-- TASK TO CARRY OUT --
Please filter the records below, keeping every line that contains the word "stool".
— start DATASET ROWS —
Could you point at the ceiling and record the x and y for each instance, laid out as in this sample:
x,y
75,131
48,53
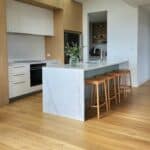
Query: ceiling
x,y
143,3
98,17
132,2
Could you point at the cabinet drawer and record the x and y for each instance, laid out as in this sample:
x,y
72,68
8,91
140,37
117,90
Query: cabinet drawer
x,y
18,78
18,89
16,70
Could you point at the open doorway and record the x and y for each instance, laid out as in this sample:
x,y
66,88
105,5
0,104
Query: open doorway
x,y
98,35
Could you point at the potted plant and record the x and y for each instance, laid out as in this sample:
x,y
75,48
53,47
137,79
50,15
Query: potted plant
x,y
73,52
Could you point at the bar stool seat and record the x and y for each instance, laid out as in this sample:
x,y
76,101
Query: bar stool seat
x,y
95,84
— end DATASET ROWS —
— start DATASET ROWS —
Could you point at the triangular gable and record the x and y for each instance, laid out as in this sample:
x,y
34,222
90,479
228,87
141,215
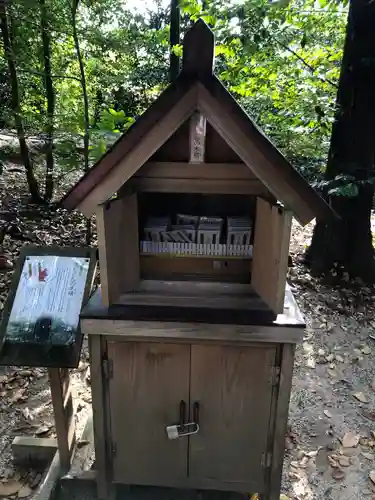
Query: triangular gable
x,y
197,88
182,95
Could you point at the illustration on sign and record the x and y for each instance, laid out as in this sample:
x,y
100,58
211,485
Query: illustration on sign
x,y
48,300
— end DATASET ROWS —
-- EXERCISE SOLUTION --
Could you point at the bar stool seat and record the x and y for each instance, laid out as in this sample:
Query: bar stool seat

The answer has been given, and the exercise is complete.